### [Descrição da tarefa]
No texto de leitura, que obras e autores são escolhidos da estante para a fogueira?

"A minha pátria é a língua portuguesa"

Tuesday, May 23, 2006

Como na Idade Média

I) Ainda na sequência da estreia mundial de O Código da Vinci, em Itália, uns senhores de extrema-direita convocaram uma queima de exemplares do livro que inspirou o referido filme. Na verdade, a iniciativa foi mais participada pelas pessoas que resolveram ir atirar tomates do que aqueles que estavam a recordar os bons velhos tempos em que o fogo era o meio de evitar a conspurcação da sociedade pela cultura e pelo pensamento cientifico, queimando os livros e condenando ao mesmo destino quem os escrevia e quem os lia. Foi de facto uma ideia muito interessante. Serviu ao menos para mostrar que numa Europa democrática e laica existem pessoas para as quais a palavra “tolerância” não consta do dicionário.
Estive a pensar e talvez também faça uma fogueirinha, até porque eu não gosto nada de livros. Estive a analisar a minha estante e decidi queimar Harry Potter, Saramago, Dan Brown e Virgílio Ferreira. Alguém quer participar?

II) Fiquei bastante surpreendida quando li no domingo um artigo no DN sobre cirurgias de reconstrução do hímen – himenoplastias. Um cirurgião plástico referia que as realiza maioritariamente a senhoras em grande estado de ansiedade, geralmente do interior, que iam casar com um homem, mas que entretanto romperam o compromisso. Uma das questões que colocam a esse cirurgião prende-se com o facto de ele estar a participar numa farsa.

### [Registos fornecidos]
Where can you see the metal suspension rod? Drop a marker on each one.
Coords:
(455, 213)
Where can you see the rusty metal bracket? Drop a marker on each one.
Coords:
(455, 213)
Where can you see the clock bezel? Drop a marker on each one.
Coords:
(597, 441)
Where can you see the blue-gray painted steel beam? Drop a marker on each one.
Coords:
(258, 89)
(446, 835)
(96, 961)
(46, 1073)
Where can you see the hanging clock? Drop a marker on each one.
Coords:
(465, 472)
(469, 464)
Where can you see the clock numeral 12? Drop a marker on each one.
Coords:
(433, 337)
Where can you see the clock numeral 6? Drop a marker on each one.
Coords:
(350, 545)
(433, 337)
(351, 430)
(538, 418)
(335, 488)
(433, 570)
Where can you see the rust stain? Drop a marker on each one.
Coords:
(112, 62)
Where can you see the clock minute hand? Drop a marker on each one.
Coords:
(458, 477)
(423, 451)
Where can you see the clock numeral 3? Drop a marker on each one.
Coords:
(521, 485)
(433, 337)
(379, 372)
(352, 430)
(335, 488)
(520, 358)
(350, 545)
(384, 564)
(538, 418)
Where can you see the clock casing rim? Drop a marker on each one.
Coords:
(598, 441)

### [Resultado do exercício]
Harry Potter, Saramago, Dan Brown e Virgílio Ferreira.